# PASSAGE FOR REVIEW
In the year and a half since the Supreme Court’s Dobbs decision overturned Roe v. Wade, an ocean of coverage has focused on the ruling’s political impact. Lavish attention has been paid to the unbroken winning streak of abortion-rights initiatives on state ballots, to the way Republican candidates are struggling to square their antiabortion convictions with support for abortion among the broader public, and to how the issue might affect the 2024 presidential race.
But what effect has Dobbs had, not on the politics of abortion but on abortion itself?
The answer might come as a surprise: The number of legal abortions in the United States is up.
Even though there is no longer a constitutional right to abortion, and even though abortion has been banned in a number of states, there have been more abortions following the demise of Roe, not fewer. According to the Society for Family Planning, which regularly collects data from abortion practitioners, the average number of abortions rose slightly, from 82,115 per month in the period before Dobbs to 82,298 per month since.
The Guttmacher Institute, which compiles comprehensive empirical data on abortion, concurs. About 465,000 abortions were recorded across all 50 states during the first six months of 2020. But in the first six months of 2023, in just the 36 states where abortion remains readily available, an estimated 511,000 legal abortions were performed. The rise in abortions was especially marked in states bordering those where abortions are banned. The obvious inference is that in tens of thousands of cases, pregnant women are bypassing those bans by simply going to a neighboring state for an abortion. “Many of these states loosened abortion laws,” as The New York Times reported in September, “and providers opened new clinics to serve patients coming from elsewhere.”

# DATA TO EXAMINE

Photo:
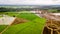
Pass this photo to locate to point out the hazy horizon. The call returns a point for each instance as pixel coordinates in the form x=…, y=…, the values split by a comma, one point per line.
x=29, y=2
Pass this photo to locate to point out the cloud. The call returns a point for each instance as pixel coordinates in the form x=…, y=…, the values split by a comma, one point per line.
x=31, y=2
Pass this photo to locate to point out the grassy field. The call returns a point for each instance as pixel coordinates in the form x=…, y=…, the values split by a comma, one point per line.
x=35, y=26
x=2, y=27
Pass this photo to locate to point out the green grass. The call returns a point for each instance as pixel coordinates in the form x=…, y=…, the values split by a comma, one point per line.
x=35, y=26
x=2, y=27
x=27, y=16
x=32, y=27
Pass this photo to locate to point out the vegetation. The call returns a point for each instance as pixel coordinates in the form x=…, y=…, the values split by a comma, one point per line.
x=34, y=26
x=54, y=10
x=2, y=27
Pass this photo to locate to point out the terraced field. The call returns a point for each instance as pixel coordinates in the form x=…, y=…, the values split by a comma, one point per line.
x=34, y=25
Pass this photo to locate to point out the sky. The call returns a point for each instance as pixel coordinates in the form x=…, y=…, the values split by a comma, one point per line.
x=29, y=2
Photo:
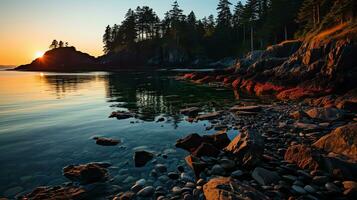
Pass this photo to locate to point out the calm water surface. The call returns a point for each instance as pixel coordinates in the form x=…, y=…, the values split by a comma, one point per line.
x=47, y=121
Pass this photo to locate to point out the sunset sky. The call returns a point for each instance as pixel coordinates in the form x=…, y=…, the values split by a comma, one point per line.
x=28, y=26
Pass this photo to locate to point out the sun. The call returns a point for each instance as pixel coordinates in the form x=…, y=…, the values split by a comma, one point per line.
x=39, y=54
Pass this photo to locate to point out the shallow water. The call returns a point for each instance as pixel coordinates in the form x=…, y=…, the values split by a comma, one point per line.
x=47, y=121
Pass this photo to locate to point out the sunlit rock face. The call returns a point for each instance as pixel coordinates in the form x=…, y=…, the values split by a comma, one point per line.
x=61, y=59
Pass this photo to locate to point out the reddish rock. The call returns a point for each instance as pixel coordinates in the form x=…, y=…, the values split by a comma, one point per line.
x=88, y=173
x=224, y=188
x=206, y=149
x=58, y=193
x=303, y=156
x=248, y=146
x=342, y=140
x=190, y=142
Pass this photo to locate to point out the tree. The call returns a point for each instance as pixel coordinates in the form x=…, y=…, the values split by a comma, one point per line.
x=54, y=44
x=224, y=18
x=108, y=40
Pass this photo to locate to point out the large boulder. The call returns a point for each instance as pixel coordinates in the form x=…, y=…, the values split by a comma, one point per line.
x=224, y=188
x=248, y=146
x=325, y=114
x=303, y=156
x=342, y=140
x=58, y=193
x=87, y=173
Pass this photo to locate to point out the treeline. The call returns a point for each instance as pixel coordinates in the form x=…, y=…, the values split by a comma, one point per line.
x=236, y=29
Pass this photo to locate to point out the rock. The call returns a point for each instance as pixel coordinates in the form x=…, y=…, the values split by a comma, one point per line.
x=298, y=189
x=224, y=188
x=195, y=164
x=303, y=156
x=57, y=192
x=190, y=142
x=332, y=187
x=325, y=114
x=342, y=140
x=147, y=191
x=217, y=170
x=206, y=149
x=85, y=174
x=265, y=177
x=252, y=109
x=193, y=111
x=209, y=116
x=248, y=146
x=142, y=157
x=220, y=139
x=106, y=141
x=121, y=115
x=160, y=168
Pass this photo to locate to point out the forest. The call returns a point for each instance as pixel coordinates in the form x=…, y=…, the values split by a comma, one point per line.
x=236, y=30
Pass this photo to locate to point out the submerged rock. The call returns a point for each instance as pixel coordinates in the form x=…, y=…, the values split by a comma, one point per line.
x=85, y=174
x=142, y=157
x=58, y=192
x=248, y=146
x=224, y=188
x=106, y=141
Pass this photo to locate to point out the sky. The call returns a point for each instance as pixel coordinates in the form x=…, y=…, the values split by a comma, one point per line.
x=29, y=26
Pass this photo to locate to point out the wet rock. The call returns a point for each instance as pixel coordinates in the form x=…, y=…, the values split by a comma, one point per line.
x=265, y=177
x=142, y=157
x=220, y=139
x=209, y=116
x=223, y=188
x=192, y=111
x=106, y=141
x=195, y=164
x=147, y=191
x=121, y=115
x=325, y=114
x=88, y=173
x=190, y=142
x=206, y=149
x=248, y=146
x=342, y=140
x=303, y=156
x=45, y=193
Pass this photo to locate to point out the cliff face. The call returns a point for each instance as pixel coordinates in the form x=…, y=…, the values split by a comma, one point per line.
x=321, y=64
x=61, y=59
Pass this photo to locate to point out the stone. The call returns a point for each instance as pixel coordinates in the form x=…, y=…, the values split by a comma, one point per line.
x=265, y=177
x=325, y=114
x=57, y=192
x=224, y=188
x=190, y=142
x=303, y=156
x=342, y=140
x=192, y=111
x=195, y=164
x=209, y=116
x=248, y=147
x=121, y=115
x=147, y=191
x=106, y=141
x=206, y=149
x=85, y=174
x=142, y=157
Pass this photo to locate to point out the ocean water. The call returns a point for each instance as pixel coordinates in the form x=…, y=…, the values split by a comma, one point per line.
x=48, y=120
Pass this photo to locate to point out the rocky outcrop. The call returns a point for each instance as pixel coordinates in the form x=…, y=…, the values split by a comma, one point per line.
x=62, y=59
x=86, y=174
x=248, y=147
x=223, y=188
x=58, y=192
x=342, y=140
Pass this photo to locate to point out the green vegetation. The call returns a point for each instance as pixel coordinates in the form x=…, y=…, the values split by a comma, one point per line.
x=254, y=25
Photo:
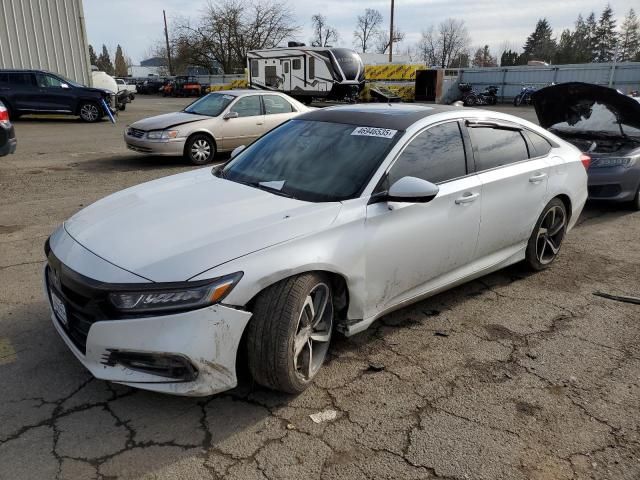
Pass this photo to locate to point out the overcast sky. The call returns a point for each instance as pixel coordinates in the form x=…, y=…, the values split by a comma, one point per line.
x=137, y=24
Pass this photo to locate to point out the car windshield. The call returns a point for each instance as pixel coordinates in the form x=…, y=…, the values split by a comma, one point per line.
x=590, y=116
x=313, y=161
x=210, y=105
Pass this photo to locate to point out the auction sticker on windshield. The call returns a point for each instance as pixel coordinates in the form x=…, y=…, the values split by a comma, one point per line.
x=374, y=132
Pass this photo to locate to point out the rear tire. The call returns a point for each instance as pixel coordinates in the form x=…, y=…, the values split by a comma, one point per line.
x=90, y=112
x=289, y=334
x=200, y=149
x=548, y=233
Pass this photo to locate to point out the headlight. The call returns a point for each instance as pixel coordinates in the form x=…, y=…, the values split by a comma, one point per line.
x=183, y=297
x=162, y=134
x=613, y=162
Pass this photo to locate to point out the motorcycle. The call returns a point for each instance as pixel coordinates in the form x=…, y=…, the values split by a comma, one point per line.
x=524, y=97
x=471, y=97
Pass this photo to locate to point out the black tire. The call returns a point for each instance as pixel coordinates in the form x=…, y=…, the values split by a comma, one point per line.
x=200, y=149
x=546, y=238
x=90, y=112
x=281, y=321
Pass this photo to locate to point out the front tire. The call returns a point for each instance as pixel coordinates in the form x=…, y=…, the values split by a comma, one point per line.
x=548, y=233
x=200, y=149
x=90, y=112
x=289, y=334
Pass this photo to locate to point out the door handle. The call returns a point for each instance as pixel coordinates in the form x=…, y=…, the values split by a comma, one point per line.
x=468, y=197
x=537, y=178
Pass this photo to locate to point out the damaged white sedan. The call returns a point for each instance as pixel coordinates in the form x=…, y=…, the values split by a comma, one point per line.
x=324, y=224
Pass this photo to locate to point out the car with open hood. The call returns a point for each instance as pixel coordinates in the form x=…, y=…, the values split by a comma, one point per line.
x=217, y=122
x=323, y=225
x=603, y=123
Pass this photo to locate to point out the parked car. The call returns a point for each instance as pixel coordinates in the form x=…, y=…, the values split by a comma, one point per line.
x=8, y=140
x=130, y=88
x=606, y=125
x=39, y=92
x=324, y=224
x=217, y=122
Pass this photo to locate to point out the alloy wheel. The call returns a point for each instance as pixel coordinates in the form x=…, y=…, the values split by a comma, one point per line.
x=89, y=112
x=200, y=150
x=550, y=235
x=313, y=332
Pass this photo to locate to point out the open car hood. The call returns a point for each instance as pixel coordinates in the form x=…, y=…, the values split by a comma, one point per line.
x=571, y=102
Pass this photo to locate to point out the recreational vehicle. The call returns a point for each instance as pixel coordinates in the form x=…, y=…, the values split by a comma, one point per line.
x=307, y=72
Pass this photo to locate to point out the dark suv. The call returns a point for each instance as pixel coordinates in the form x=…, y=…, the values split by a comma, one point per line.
x=37, y=91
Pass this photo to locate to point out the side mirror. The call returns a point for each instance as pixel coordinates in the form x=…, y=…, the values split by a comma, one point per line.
x=237, y=150
x=412, y=190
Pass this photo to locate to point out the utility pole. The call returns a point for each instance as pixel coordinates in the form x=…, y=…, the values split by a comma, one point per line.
x=166, y=37
x=391, y=35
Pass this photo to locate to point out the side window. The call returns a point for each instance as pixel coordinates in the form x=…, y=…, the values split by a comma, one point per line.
x=435, y=155
x=495, y=147
x=21, y=79
x=47, y=81
x=540, y=144
x=274, y=104
x=248, y=106
x=312, y=68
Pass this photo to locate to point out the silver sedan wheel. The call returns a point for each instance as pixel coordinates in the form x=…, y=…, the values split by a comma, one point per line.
x=201, y=150
x=313, y=332
x=550, y=235
x=89, y=112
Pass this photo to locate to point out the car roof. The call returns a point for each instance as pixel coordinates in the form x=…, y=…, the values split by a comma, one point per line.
x=393, y=116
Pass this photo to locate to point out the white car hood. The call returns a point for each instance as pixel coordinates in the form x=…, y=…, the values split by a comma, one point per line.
x=176, y=227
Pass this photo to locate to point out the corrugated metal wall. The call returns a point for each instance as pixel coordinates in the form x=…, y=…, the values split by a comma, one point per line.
x=510, y=80
x=45, y=34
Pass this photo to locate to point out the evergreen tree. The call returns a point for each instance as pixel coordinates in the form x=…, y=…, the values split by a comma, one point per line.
x=121, y=67
x=540, y=45
x=93, y=58
x=606, y=37
x=629, y=37
x=104, y=61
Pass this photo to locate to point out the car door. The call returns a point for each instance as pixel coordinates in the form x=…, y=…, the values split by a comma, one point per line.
x=55, y=95
x=514, y=187
x=411, y=247
x=244, y=128
x=276, y=111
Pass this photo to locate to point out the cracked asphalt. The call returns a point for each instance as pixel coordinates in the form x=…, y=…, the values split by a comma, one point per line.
x=513, y=376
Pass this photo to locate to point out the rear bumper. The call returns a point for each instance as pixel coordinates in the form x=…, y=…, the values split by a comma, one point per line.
x=207, y=339
x=617, y=184
x=173, y=147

# WORK ITEM
Take the text on abortion numbers since the Dobbs decision further, starting after its last sentence. The records have nothing to do with the text about abortion after the Dobbs decision.

# SOLVED EXERCISE
Moreover, many abortions don’t require a visit to a clinic. Roughly half of all US abortions today are accomplished via mifepristone, a medication that in many cases can be delivered directly to a patient through the mail. The elaborate website operated by Plan C Pills provides information on how to obtain abortion pills by mail in every state, including those where abortion clinics have closed.
In short, the undoing of Roe v. Wade did not undo the broad availability of abortion in America, contrary to what abortion foes might have hoped, or what abortion-rights supporters might have feared. For all the rhetorical fury unleashed by the Supreme Court’s ruling in Dobbs, the practical impact — like the political impact — has been anything but a pro-life triumph. Roe may be gone, but the culture that Roe engendered remains, by and large, intact.
There are exceptions. In the 14 states where most abortions are now prohibited, women choosing to end their pregnancies have had to travel across a state line or obtain abortion pills online. A small fraction, however, have decided instead to forgo abortion and carry their babies to term.
In a working paper published last month in the Institute of Labor Economics, three economists calculate that in each state where abortion has been banned, there has been an uptick in the number of births. Based on data from the first six months of 2023, they estimate that an additional 32,000 babies will be born per year. That isn’t a huge increase, only about 2.3 percent, and there is no way to know how many of those babies would have been aborted if not for Dobbs. The researchers caution that their data is preliminary. Still, for those who believe that the birth of every baby is a blessing, it seems at least plausible there are now 32,000 more blessings to celebrate in those 14 states than if Roe were still on the books.
To the paper’s coauthors, the upward bump in the number of babies being born in those states is cause for gloom. They suggest that it will “exacerbate economic inequality” and worry that “diminished abortion access poses a risk to the health and financial stability” of low-income women. They appear to attribute the rise in births to women “seeking abortions who were ‘trapped’ by bans and unable to obtain them.”
Maybe. But that’s hardly the only explanation. For some women who would have ended their pregnancy in the pre-Dobbs environment when there was an abortion clinic nearby, the hassle of traveling out-of-state may have been the small nudge they needed to reconsider their decision. Surely at least some of the additional 2 percent of pregnant women who carried their pregnancies to term did so not because they felt trapped but because they had second thoughts about ending the life growing within them. Is that really such a bad thing?